* **TÂCHE DEMANDÉE A**
Recopiez à l'identique les lignes de données, depuis celle qui contient "Where can you see the small" jusqu'à la dernière ligne des données, ces deux bornes comprises.

* **EXTRAIT FOURNI**

Ce serait, en effet, toute une histoire à écrire que celle des procédés par lesquels on a peu à peu égaré l’opinion sur cette question, la plus grave qu’on puisse poser devant un pays, puisque son existence même en dépend. La loi de 1872, œuvre de M. Thiers, est peut-être la meilleure que nous ayons jamais eue. Faite immédiatement après la guerre, elle s’inspirait des terribles leçons que nous venions de recevoir : l’intérêt militaire y avait été garanti sans toutefois que les autres intérêts du pays, et notamment ceux qui se rattachent à sa culture intellectuelle, y eussent été sacrifiés. Mais, à peine la loi a-t-elle été faite qu’elle a été combattue et l’illustre homme d’État qui en avait été l’auteur a pu voir, avant de mourir, les assauts dirigés contre elle : il a usé ses dernières forces à les repousser. Elle lui a survécu pourtant : c’est seulement en 1889 qu’a été voté le service de trois ans. La nouvelle loi était inférieure à la précédente, mais on pouvait encore en tirer bon parti : malheureusement, le principe des dispenses, qui y avait été introduit, a donné lieu à un si grand nombre d’abus, qu’elle n’a pas tardé à en être profondément discréditée. Lorsque Gambetta, non sans de longues hésitations, non sans une grande perplexité d’esprit, a accepté le service de trois ans, il y avait mis pour condition expresse qu’il n’y aurait aucune dispense : il ne cessait de le répéter dans la Commission de l’armée qu’il présidait et où, à son tour, il a usé ses dernières forces. La loi a été votée après sa mort, on s’est même appuyé sur son autorité pour la recommander aux Chambres et on y a introduit des dispenses dont le nombre a été sans cesse en grandissant. La loi a péri par là et le service de trois ans a été remplacé par le service de deux. La loi qui l’a établi n’a pas été présentée par le gouvernement ; elle l’a été par un sénateur obscur ; mais le gouvernement l’a acceptée, appuyée, patronnée, garantie ; aussi longtemps que le gouvernement s’opposait, d’abord au service de trois, puis à celui de deux ans, les députés pouvaient résister à la terrible poussée de leurs électeurs qui le désiraient, le demandaient, l’exigeaient ; mais que pouvaient-ils faire lorsque le gouvernement lui-même venait déclarer que le service de trois ans, puis de deux, était possible et qu’il en conseillait le vote ?

* **TÂCHE DEMANDÉE B**
Répondez aux questions suivantes d'après l'extrait sur les lois du service militaire.
(i) Qui a été l'auteur de la loi de 1872 ?
(ii) En quelle année le service de trois ans a-t-il été voté ?
(iii) Par qui la loi établissant le service de deux ans a-t-elle été présentée ?

* **DONNÉES FOURNIES**

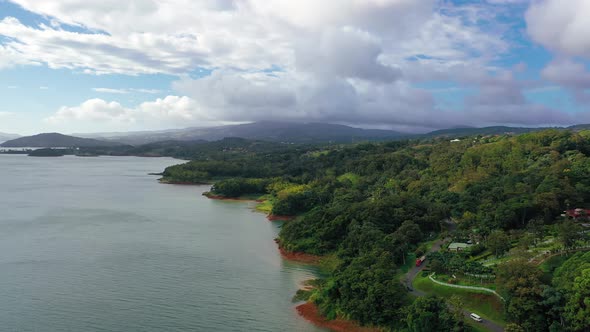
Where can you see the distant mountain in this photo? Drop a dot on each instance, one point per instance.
(55, 140)
(580, 127)
(301, 133)
(265, 131)
(5, 137)
(470, 131)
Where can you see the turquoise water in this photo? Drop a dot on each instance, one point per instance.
(96, 244)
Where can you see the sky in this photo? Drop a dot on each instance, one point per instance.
(76, 66)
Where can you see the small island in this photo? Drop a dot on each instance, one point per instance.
(47, 153)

* **RÉPONSE À LA TÂCHE A**
Where can you see the small island in this photo? Drop a dot on each instance, one point per instance.
(47, 153)

* **RÉPONSE À LA TÂCHE B**
(i) M. Thiers.
(ii) En 1889.
(iii) Par un sénateur obscur.